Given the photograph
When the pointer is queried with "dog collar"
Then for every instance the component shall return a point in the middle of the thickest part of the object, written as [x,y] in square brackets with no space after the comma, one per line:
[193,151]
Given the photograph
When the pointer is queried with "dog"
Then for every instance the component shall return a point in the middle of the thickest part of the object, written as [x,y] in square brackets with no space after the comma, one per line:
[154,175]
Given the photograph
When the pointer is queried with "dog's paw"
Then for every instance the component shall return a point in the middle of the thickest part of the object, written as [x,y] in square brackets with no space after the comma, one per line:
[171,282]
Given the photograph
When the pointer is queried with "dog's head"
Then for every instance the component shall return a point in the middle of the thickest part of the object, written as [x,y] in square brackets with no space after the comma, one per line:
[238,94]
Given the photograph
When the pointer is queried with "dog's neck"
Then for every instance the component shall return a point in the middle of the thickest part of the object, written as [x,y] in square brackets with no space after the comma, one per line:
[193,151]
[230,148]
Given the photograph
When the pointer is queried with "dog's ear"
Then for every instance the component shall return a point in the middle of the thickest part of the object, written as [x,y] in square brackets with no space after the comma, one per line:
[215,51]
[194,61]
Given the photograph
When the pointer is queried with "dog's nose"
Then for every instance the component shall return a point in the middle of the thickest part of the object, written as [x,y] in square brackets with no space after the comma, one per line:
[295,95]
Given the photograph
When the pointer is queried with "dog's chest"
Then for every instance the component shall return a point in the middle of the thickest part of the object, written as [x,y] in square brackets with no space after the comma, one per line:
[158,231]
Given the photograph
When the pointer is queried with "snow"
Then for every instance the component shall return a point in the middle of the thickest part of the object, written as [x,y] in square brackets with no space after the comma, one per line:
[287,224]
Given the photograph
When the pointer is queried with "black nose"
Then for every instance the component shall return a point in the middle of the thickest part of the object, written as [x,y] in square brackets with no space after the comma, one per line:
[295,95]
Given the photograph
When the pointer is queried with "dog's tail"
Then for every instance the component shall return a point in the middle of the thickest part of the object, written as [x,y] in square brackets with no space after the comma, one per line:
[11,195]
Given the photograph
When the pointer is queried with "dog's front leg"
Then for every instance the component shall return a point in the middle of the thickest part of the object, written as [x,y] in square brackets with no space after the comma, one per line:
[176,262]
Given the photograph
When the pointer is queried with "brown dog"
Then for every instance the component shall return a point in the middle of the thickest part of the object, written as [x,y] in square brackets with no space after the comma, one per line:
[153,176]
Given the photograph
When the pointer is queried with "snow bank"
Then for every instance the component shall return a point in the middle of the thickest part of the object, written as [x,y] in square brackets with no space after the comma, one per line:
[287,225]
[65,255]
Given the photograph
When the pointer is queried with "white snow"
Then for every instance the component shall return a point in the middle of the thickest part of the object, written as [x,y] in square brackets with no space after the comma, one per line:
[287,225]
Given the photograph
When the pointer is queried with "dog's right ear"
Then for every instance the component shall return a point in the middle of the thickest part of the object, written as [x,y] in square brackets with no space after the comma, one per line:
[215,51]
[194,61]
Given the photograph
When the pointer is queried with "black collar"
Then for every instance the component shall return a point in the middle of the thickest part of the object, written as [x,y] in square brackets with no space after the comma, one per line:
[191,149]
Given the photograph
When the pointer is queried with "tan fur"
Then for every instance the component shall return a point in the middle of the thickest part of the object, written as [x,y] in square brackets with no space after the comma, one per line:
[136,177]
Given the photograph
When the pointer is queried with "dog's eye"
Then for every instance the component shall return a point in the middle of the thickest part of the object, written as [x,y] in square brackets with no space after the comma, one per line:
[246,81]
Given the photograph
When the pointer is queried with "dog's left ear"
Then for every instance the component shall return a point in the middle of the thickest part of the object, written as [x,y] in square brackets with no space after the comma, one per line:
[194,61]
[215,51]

▶ **Problem requirements**
Copy every line of the material, please, keeping it exactly the same.

▶ **Problem solution**
Given the photograph
When the pointer is queried with "dog collar"
Then for every instance the component shall return a point in the middle of the thickest part of the object, written as [x,y] in square brackets with no space after the comma, one per line:
[193,151]
Given the photograph
When the pointer is queried with "dog"
Then for every instance the component shall return a point in the middle of the thickest part of the object, written as [x,y] in square brackets with no space after the comma, one per line:
[154,175]
Given the photograph
When the pointer is queried with "dog's paw"
Then for every instance the component shall return a point in the middle of the thickest part of the object, written as [x,y] in square brackets with no space after the comma, one per line:
[171,282]
Given the photograph
When the pointer is queried with "dog's head"
Then for every instance the component shall return a point in the middle of the thickest part of the object, written as [x,y] in square brackets with no space after the comma, one per line:
[238,94]
Given the photograph
When the pointer is queried with "dog's neck"
Then for every instance the component shall return a point in the middle of the thickest part of the object, written as [x,y] in square brackets with no space after the comma, one per line:
[193,151]
[230,148]
Given the photograph
When the pointer is queried with "dog's ear"
Then for every instance the component shall return a point in the middle of the thickest part of the object, written as [x,y] in square brackets with no space after the comma, one per line:
[215,51]
[194,61]
Given the photograph
When the pointer is queried with "dog's nose"
Then for every instance the component shall return a point in the middle of the thickest part of the object, written as [x,y] in square brackets with no space after the comma, one per line:
[295,95]
Given the photograph
When the pointer is queried with "dog's chest"
Then for every instance the component shall return a point in the middle of the thickest part of the object, written as [x,y] in square brackets with no space after the comma, one per line:
[158,231]
Given the photograph
When the pointer is queried with "snow"
Then for every instance the component shall return a point in the middle of the thickest part of the object, written as [x,y] in square brackets with no space after the comma, one per line:
[287,224]
Given the photograph
When the pointer is queried with "black nose"
Then for every instance the component shall return a point in the middle of the thickest part of the object, written as [x,y] in square brackets with no space after the comma, one per line:
[295,95]
Given the photograph
When the pointer is queried with "dog's tail"
Then for every instance the component shall return a point in the middle of the thickest part of the object, written as [x,y] in square brackets with no space after the comma, one per line:
[11,195]
Given the photograph
When the pointer is queried with "dog's front leg"
Then for every instance the component shall return a point in the middle of the thickest part of the object, written as [x,y] in square brackets with no space after the comma, one per line:
[176,262]
Given the photograph
When the pointer is queried with "brown dog"
Then for every instance the component shall return a point in the middle of the thickest part of the object, written as [x,y] in square brackets with no space after the comma, one per line:
[153,176]
Given the photograph
When the pointer is queried with "snow bank"
Then for every instance the component shall return a point in the middle of the thickest part of the object, written as [x,y] in square brackets with no space after the comma, one per line:
[287,225]
[65,255]
Given the photograph
When the pointer is queried with "white snow"
Then for every instance the component shall return a point in the middle of the thickest part of the object, written as [x,y] in square brackets with no space after the comma, one per line:
[287,225]
Given the photograph
When the pointer is queried with "dog's right ear"
Then for every instance the component shall return a point in the middle of the thickest part of the object, written as [x,y] in square brackets with no space after the comma, one per line:
[215,51]
[194,61]
Given the photograph
When the pointer is queried with "black collar"
Then for every instance the component shall return a point in the middle of the thickest part of the object, written as [x,y] in square brackets with no space after the comma, one per line:
[191,149]
Given the photograph
When the pointer is queried with "tan fur"
Then for every instance the component shall return a point in the middle of the thickest part of the object, written as [x,y] in square brackets with no space after the comma, one per line:
[136,177]
Given the photograph
When the pointer is queried with "dog's eye"
Then for every instance the component shall return a point in the middle of the thickest part of the object, written as [x,y] in square brackets with no space after the comma, one per line:
[246,81]
Given the photograph
When the pointer is queried with "dog's left ear"
Then for every instance the component shall return a point in the middle of the thickest part of the object, written as [x,y] in square brackets with no space after the comma, one per line:
[194,61]
[215,51]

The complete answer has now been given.